** Problem **
Each line in the entries that has the word "rear" has to be copied.

** Stored data **
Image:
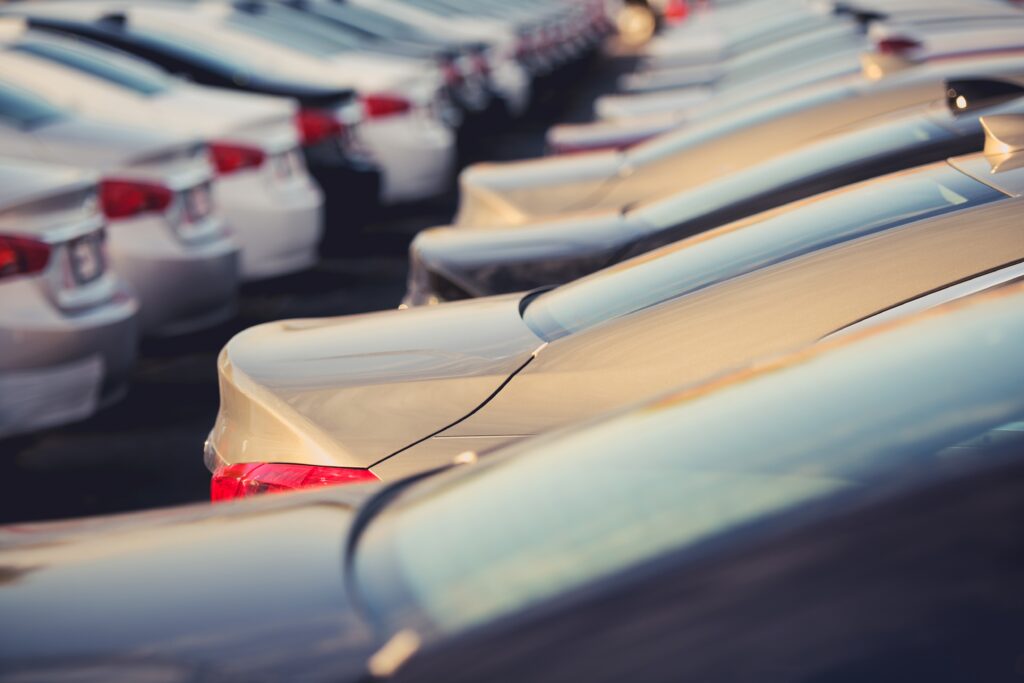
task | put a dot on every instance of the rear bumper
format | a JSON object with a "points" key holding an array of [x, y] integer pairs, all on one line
{"points": [[417, 157], [280, 228], [61, 369]]}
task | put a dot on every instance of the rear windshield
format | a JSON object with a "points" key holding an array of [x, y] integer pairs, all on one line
{"points": [[25, 110], [102, 65], [696, 263], [293, 32]]}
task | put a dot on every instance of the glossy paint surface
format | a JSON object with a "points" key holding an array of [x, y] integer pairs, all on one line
{"points": [[705, 151], [247, 592], [351, 391]]}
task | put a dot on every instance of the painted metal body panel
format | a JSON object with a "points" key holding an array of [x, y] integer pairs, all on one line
{"points": [[351, 391], [517, 191]]}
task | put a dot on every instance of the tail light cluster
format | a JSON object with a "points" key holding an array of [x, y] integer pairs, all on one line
{"points": [[229, 158], [122, 199], [316, 125], [22, 256], [379, 105], [245, 479]]}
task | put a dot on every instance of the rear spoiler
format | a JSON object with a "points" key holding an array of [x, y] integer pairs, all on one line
{"points": [[315, 97], [965, 96]]}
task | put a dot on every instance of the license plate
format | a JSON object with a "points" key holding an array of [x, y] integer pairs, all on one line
{"points": [[199, 203], [86, 256], [283, 168]]}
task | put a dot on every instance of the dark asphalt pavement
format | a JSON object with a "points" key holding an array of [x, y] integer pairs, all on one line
{"points": [[146, 451]]}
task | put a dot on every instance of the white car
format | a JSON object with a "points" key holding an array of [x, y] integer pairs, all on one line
{"points": [[514, 193], [164, 237], [404, 129], [263, 188], [510, 74], [68, 324]]}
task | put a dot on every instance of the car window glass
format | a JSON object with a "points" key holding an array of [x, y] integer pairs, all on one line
{"points": [[293, 30], [696, 263], [25, 110], [754, 114], [124, 73]]}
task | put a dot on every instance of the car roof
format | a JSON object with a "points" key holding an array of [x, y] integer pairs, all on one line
{"points": [[764, 312], [23, 181]]}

** Exercise output **
task | put a dot on every instance of the rear bumper
task | put a dot on every instance of the rear windshield
task | put a dot on every instance of the rear spoiler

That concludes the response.